Activity:
Write the data below out again, with each line matching the original.

Extracted entries:
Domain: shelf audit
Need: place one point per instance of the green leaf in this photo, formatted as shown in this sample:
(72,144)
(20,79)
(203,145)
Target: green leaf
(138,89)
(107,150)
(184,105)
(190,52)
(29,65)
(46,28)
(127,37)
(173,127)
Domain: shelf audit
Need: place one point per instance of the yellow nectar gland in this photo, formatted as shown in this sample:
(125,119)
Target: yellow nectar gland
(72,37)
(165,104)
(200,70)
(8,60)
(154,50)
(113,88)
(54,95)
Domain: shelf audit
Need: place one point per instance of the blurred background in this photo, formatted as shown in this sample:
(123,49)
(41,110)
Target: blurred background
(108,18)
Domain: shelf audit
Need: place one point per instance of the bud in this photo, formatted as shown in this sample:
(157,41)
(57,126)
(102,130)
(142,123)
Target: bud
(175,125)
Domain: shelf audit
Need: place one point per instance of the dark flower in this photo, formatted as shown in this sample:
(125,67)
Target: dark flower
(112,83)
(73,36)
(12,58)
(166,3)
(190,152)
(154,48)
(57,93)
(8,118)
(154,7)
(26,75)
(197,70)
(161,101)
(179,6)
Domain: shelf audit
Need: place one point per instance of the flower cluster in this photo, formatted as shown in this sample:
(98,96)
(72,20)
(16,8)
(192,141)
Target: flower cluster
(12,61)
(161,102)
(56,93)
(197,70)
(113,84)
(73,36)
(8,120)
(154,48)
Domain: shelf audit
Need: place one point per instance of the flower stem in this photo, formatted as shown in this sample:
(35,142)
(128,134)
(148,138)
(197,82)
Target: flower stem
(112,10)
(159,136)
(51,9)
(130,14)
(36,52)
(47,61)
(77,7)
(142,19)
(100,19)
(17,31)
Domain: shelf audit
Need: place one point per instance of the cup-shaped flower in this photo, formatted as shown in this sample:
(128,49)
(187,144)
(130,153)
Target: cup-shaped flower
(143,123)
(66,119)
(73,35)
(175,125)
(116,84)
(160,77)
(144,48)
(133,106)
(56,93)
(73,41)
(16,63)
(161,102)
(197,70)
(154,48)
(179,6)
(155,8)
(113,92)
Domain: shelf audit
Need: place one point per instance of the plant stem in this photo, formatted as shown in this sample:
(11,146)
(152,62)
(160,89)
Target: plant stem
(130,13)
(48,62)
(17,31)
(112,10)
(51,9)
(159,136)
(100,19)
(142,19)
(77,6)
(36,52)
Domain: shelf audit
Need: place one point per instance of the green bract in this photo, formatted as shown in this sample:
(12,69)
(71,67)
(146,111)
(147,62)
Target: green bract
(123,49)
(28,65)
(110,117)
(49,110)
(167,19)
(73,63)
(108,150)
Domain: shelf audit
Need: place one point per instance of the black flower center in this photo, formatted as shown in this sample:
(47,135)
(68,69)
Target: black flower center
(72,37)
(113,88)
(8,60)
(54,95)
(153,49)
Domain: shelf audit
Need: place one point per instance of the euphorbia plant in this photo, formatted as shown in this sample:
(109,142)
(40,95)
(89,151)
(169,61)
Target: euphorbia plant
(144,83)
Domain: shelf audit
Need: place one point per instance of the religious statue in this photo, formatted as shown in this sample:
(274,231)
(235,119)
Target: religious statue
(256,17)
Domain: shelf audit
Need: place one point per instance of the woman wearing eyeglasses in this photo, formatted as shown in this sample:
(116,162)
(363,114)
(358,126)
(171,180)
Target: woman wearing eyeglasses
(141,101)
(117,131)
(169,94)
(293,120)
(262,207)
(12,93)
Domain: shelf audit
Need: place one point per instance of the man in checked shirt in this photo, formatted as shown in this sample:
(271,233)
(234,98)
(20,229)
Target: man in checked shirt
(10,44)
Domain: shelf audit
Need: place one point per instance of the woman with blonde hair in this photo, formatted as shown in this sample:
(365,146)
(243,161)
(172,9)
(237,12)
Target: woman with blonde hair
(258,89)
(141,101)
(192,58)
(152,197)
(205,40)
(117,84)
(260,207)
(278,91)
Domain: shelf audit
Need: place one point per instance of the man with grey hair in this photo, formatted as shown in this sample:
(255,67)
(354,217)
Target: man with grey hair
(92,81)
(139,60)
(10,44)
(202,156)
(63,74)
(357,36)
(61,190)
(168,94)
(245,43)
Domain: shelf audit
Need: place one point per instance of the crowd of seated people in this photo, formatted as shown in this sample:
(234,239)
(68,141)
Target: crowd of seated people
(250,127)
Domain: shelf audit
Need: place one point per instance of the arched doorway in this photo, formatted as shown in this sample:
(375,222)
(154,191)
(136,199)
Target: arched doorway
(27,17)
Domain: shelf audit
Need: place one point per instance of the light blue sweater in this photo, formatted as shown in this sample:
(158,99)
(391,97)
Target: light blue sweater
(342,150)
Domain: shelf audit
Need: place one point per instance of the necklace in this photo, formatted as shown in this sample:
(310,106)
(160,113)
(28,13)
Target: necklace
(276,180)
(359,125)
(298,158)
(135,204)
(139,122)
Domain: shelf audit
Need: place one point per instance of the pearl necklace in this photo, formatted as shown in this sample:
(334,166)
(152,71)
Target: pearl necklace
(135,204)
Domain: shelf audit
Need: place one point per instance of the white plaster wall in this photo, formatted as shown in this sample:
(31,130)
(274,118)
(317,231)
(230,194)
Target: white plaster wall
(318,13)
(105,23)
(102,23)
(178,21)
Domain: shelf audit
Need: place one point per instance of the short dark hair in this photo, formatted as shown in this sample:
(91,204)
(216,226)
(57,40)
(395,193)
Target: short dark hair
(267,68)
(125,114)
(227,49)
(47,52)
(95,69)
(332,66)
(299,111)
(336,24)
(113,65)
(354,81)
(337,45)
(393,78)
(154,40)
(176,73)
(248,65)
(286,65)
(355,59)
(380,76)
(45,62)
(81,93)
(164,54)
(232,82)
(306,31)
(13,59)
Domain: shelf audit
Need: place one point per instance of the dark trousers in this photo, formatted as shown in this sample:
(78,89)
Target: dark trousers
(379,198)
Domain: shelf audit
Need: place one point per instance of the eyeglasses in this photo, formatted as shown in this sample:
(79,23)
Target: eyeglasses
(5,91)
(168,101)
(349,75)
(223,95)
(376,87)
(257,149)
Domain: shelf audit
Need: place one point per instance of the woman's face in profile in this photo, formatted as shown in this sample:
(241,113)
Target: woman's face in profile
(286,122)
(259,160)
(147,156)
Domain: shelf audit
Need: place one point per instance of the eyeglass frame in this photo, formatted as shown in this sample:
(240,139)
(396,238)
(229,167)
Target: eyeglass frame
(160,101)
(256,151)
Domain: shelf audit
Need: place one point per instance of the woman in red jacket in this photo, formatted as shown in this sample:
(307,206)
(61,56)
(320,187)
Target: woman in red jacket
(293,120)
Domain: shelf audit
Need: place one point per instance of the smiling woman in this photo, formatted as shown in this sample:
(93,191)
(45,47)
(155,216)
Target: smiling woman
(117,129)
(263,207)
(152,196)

Result of the exercise:
Domain: shelf audit
Need: place one point per instance of the green leaf in this photo, formatted as shown in this sample:
(72,144)
(20,79)
(203,145)
Target: green leaf
(138,89)
(107,150)
(184,105)
(190,52)
(29,65)
(46,28)
(127,37)
(173,127)
Domain: shelf audit
Need: place one point per instance of the yellow nectar gland in this photo, formatted as shown in this sample:
(125,119)
Target: yellow nectar gland
(72,37)
(165,104)
(200,70)
(8,60)
(154,50)
(113,88)
(54,95)
Domain: shelf audit
Need: place one point per instance of the blurred background in this photo, formatted as shown in this sample:
(123,49)
(41,110)
Target: blurred background
(108,18)
Domain: shelf audit
Need: place one point per instance of the bud in this photo, formatted as shown in this sample:
(157,41)
(57,126)
(102,130)
(142,123)
Target: bud
(175,125)
Domain: shelf audit
Need: place one point per instance of the dark flower in this photo, formatted as shown in this sample:
(125,67)
Target: dark flower
(112,83)
(73,36)
(12,58)
(166,3)
(190,152)
(154,48)
(57,93)
(8,118)
(154,7)
(26,75)
(197,70)
(161,101)
(179,6)
Domain: shelf audit
Need: place one point per instance of the flower cluster in this photo, formatted as shown in this sample:
(98,96)
(72,20)
(16,8)
(192,141)
Target: flower cluster
(12,61)
(161,102)
(56,93)
(197,70)
(113,84)
(73,36)
(8,120)
(154,48)
Domain: shelf audit
Need: place one point per instance of the flower stem in this photo, formatted as shown in this sample:
(35,142)
(128,134)
(148,138)
(197,82)
Target: flower stem
(112,10)
(159,136)
(51,9)
(130,14)
(36,52)
(47,61)
(77,7)
(142,19)
(100,19)
(17,31)
Domain: shelf audit
Need: place one point per instance of the cup-shaped flower in this photo, formatted as shown in this sample:
(128,49)
(187,144)
(130,153)
Target: cup-shaped flower
(143,123)
(66,119)
(73,35)
(175,125)
(116,84)
(160,77)
(144,48)
(133,106)
(56,93)
(73,41)
(16,63)
(161,102)
(197,70)
(154,48)
(179,6)
(155,8)
(113,92)
Domain: shelf audit
Need: place one point per instance of the plant stem in this photo, formatted as shown in this sample:
(11,146)
(152,62)
(160,89)
Target: plant stem
(130,13)
(48,62)
(17,31)
(112,10)
(51,9)
(159,136)
(100,19)
(142,19)
(77,6)
(36,52)
Domain: shelf audit
Need: place one point per instance of the green bract in this photo, formatted as shown in this sample:
(12,69)
(71,67)
(146,111)
(147,62)
Target: green bract
(123,49)
(28,65)
(110,117)
(49,110)
(167,19)
(73,63)
(108,150)
Domain: shelf audit
Need: place one point per instance of the black flower center in this photo, formatted as shown in this sample:
(47,135)
(68,69)
Target: black flower center
(72,37)
(113,88)
(8,60)
(54,95)
(153,49)
Domain: shelf audit
Need: place one point per instance of the euphorbia plant in this photo, formatted as shown in this sample:
(109,142)
(40,95)
(89,151)
(169,61)
Target: euphorbia plant
(144,83)
Domain: shelf audit
Need: place one point per instance of the religious statue in this photo, formatted as shown in this sample:
(274,231)
(235,119)
Target: religious statue
(256,17)
Domain: shelf audit
Need: place one point per instance of the woman wearing eyeglasses in this photo, formatted as shown in this sample:
(116,162)
(363,114)
(358,126)
(171,180)
Target: woman wearing eyeglasses
(141,101)
(117,131)
(169,94)
(293,120)
(262,207)
(12,93)
Domain: shelf audit
Need: place one point per instance of the man in checked shirt in this photo, formatted as shown in this sample:
(271,233)
(234,98)
(20,229)
Target: man in checked shirt
(10,44)
Domain: shelf audit
Need: place one point per instance of the woman with blonde hair in this photo, formatted as shown in this sample:
(365,146)
(243,161)
(172,9)
(237,12)
Target: woman with blonde hair
(258,89)
(141,101)
(192,58)
(152,197)
(205,40)
(117,84)
(260,207)
(278,91)
Domain: shelf audit
Need: place one point per instance of the man with grey hair in this photo, formatted as shown in this sample:
(255,67)
(354,217)
Target: man with grey hair
(92,81)
(139,60)
(10,44)
(202,156)
(63,74)
(357,36)
(61,190)
(168,94)
(245,43)
Domain: shelf audit
Need: place one point per instance of the crowd of seated people in this photo, formatted as shown in this sample:
(234,239)
(68,141)
Target: crowd of seated people
(250,127)
Domain: shelf audit
Need: place one point per instance of the arched doorway in this photo, formatted as shown in this sample:
(375,222)
(154,191)
(136,199)
Target: arched doorway
(27,17)
Domain: shelf audit
Need: place one point per instance of the light blue sweater in this photo, formatted as shown in this sample:
(158,99)
(391,97)
Target: light blue sweater
(342,150)
Domain: shelf audit
Need: place one point per instance of the necklace in this photo, formatted as shown in this sample:
(310,106)
(160,113)
(28,13)
Target: necklace
(276,180)
(359,125)
(298,158)
(135,204)
(139,122)
Domain: shelf audit
Need: place one point per instance of the pearl necklace in this photo, formatted as shown in this sample:
(334,166)
(152,71)
Target: pearl necklace
(135,204)
Domain: shelf audit
Need: place one point per instance of the white plaster wall in this photo, formatted as shown in this sample:
(31,130)
(274,118)
(317,231)
(230,194)
Target: white plaster wall
(318,13)
(105,23)
(102,23)
(178,21)
Domain: shelf audit
Need: place one point per instance of the short dark hair in this photo, formatted as shown in this sample:
(91,204)
(216,226)
(57,40)
(395,193)
Target: short dark hair
(267,68)
(125,114)
(227,49)
(47,52)
(95,69)
(332,66)
(299,111)
(336,24)
(113,65)
(354,81)
(337,45)
(393,78)
(154,40)
(176,73)
(248,65)
(286,65)
(355,59)
(380,76)
(45,62)
(81,93)
(164,54)
(232,82)
(306,31)
(13,59)
Domain: shelf audit
Need: place one point per instance of the dark trousers in this photo, formatted as shown in this sample:
(78,89)
Target: dark trousers
(379,198)
Domain: shelf audit
Need: place one point per instance of the eyeglasses in this photo, formatted as shown in this sample:
(79,23)
Target: eyeglasses
(5,91)
(168,101)
(349,75)
(223,95)
(376,87)
(257,149)
Domain: shelf audit
Need: place one point per instance of the woman's face in profile in this photo, formatted as shown in this sample:
(241,113)
Target: woman's face in profile
(286,122)
(259,160)
(147,156)
Domain: shelf audit
Need: place one point per instance of the eyeglass frame in this photo, formatted as shown in this sample:
(240,139)
(396,238)
(229,167)
Target: eyeglass frame
(160,101)
(256,151)
Domain: shelf audit
Need: place one point per instance of the woman in red jacket in this photo, formatted as shown in this sample:
(307,206)
(61,56)
(320,187)
Target: woman in red jacket
(293,120)
Domain: shelf audit
Need: place one point per instance of the smiling woman in this photo, formatted as shown in this sample:
(93,191)
(45,47)
(155,216)
Target: smiling woman
(117,129)
(263,207)
(152,196)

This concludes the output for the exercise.